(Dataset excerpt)

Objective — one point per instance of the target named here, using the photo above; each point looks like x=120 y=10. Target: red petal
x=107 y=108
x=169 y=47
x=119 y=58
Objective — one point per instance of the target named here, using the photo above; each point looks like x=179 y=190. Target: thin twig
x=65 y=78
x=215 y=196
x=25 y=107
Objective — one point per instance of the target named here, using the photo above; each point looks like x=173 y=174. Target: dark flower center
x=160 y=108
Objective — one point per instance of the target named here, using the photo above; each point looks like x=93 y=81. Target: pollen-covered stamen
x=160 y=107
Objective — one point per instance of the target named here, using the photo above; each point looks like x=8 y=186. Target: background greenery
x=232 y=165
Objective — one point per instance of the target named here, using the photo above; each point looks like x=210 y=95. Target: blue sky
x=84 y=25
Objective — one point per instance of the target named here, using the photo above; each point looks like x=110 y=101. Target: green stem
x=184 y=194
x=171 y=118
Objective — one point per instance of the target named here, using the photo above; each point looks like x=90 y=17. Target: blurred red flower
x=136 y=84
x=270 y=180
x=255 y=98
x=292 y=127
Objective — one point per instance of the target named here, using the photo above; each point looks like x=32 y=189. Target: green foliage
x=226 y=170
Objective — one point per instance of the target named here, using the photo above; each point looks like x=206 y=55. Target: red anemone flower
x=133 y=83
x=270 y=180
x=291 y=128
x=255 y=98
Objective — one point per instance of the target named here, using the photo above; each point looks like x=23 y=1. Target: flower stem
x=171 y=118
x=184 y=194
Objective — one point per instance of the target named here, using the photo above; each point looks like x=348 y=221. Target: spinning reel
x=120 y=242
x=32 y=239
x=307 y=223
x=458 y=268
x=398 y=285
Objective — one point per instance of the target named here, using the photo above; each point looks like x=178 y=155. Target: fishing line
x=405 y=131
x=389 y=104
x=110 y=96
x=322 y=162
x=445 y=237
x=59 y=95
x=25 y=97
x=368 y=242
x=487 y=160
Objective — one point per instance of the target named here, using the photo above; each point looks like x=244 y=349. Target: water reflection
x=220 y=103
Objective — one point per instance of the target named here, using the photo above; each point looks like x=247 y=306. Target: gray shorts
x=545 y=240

What is expected
Rewrite the entries from the line with "Target: water reflection" through the end of the entries as a JSON list of strings, with one string per line and blank lines left out.

Solution for this task
[
  "Objective — one point per instance of the target named here, using the photo above; each point looks like x=244 y=349. Target: water reflection",
  "x=220 y=103",
  "Objective — one point per instance of the target named here, using the photo above; each point looks like x=247 y=306. Target: gray shorts",
  "x=545 y=240"
]